::: EXTRACTED RECORDS :::

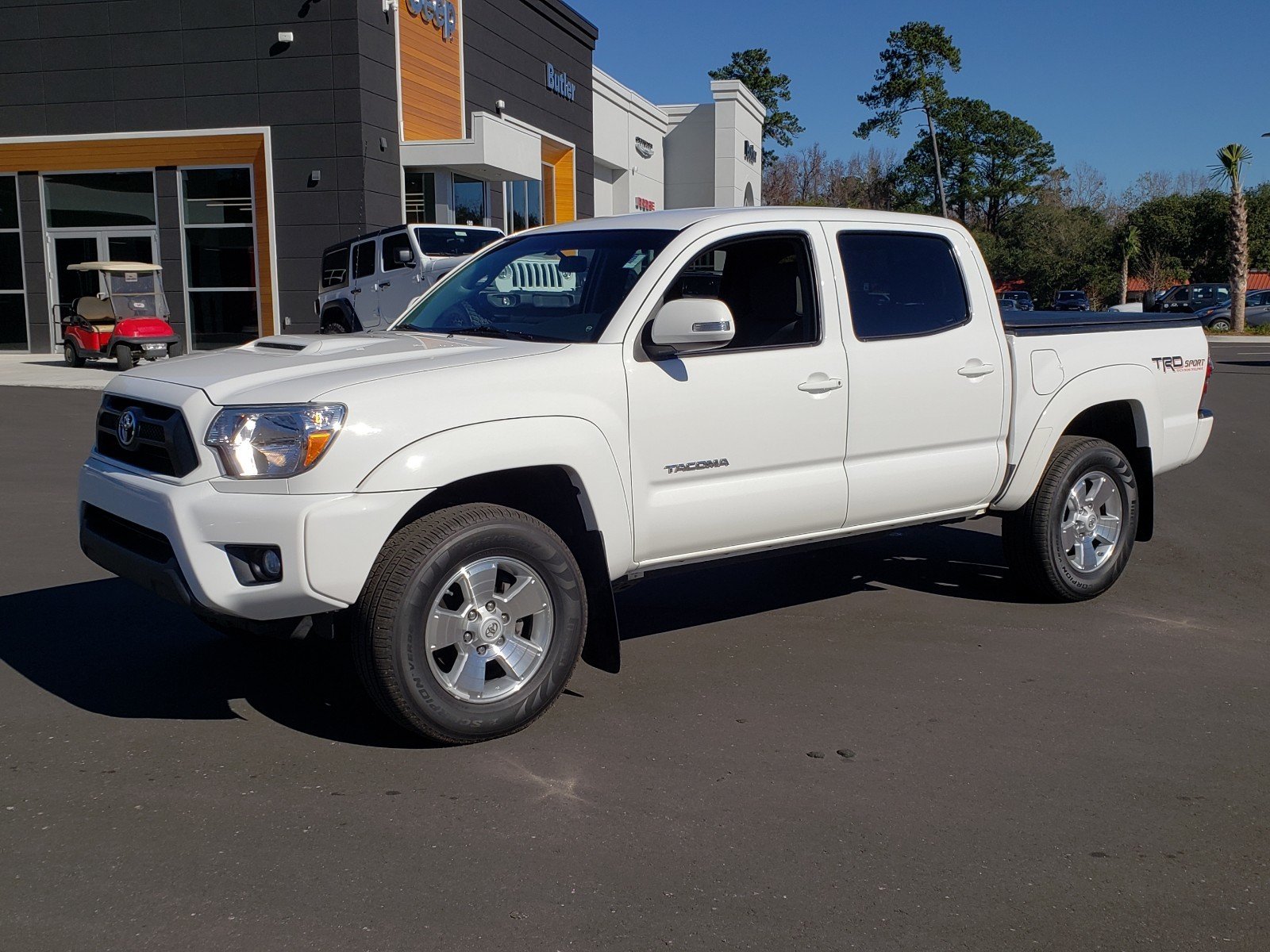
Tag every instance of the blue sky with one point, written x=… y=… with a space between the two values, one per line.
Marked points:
x=1124 y=86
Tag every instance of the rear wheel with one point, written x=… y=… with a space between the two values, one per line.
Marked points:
x=470 y=624
x=1073 y=537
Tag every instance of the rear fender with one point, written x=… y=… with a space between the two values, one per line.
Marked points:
x=483 y=448
x=1105 y=385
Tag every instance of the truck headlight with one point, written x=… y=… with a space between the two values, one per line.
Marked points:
x=272 y=442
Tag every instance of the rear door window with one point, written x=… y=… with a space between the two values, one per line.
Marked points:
x=902 y=285
x=364 y=259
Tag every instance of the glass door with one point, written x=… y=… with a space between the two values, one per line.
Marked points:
x=79 y=247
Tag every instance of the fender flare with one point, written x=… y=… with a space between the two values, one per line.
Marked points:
x=346 y=309
x=572 y=443
x=1132 y=384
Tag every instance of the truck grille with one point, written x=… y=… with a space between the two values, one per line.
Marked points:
x=162 y=444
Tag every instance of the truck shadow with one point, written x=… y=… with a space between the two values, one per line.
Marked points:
x=114 y=649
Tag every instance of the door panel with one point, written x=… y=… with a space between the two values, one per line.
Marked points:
x=742 y=446
x=929 y=378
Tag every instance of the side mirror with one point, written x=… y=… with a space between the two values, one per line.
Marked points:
x=691 y=324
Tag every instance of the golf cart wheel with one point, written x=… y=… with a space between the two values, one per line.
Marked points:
x=1073 y=537
x=470 y=624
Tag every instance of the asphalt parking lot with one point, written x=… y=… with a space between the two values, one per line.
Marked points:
x=1016 y=776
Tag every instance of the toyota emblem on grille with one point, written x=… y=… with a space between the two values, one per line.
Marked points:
x=127 y=429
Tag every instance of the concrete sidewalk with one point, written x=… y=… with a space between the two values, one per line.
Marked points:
x=51 y=371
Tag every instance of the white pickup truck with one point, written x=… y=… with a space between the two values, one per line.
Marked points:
x=461 y=492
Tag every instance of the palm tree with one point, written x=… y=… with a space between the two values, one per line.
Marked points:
x=1231 y=162
x=1130 y=247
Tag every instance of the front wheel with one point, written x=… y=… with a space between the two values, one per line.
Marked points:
x=1073 y=537
x=470 y=624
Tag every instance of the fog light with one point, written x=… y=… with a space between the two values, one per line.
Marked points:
x=271 y=564
x=256 y=565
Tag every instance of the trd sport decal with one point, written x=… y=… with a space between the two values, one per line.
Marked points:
x=698 y=465
x=1178 y=363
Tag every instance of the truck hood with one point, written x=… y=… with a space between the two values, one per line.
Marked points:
x=298 y=367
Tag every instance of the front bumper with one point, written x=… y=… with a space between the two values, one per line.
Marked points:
x=171 y=539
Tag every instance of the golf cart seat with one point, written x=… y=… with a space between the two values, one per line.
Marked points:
x=97 y=313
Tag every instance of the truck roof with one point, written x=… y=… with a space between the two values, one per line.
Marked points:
x=681 y=219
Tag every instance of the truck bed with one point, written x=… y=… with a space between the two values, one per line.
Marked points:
x=1045 y=323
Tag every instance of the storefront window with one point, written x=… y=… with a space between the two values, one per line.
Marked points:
x=421 y=197
x=101 y=200
x=220 y=257
x=469 y=201
x=13 y=308
x=524 y=205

:::

▶ _PROBLEM DETAILS_:
Reproduce the entries from the line containing "Tag every instance of the white" through the line containing "x=171 y=539", inclusive, substituting "Labeled points" for every "Marked points" and leaving all else unchanged.

▶ _RESULT OF THIS TASK_:
Tag every instance of the white pickup truck with one point, written x=… y=… with a space between the two values, one per line.
Labeled points:
x=461 y=492
Tag every instance of the palm tree with one point, written x=… y=… with a space between the two values, one per line.
Labeled points:
x=1231 y=162
x=1130 y=247
Tag every instance of the front wheel with one point, written x=… y=… with a space between the two values, one per line.
Labeled points:
x=1073 y=537
x=470 y=624
Tag every instance of the fog light with one point, written x=… y=… with a space between the two values, one per line.
Labeled points:
x=271 y=564
x=256 y=565
Tag every instance of the trd sport decal with one point, written x=… y=… with a space between the two values, one per line.
Labeled points:
x=698 y=465
x=1178 y=363
Tag every instance of the truck hood with one point, written x=… y=… with a space between the two values, one per line.
Labeled points:
x=298 y=367
Tag every instance of the front bumper with one point, written x=… y=… with a space between the two values, one per line.
Labeled points:
x=171 y=539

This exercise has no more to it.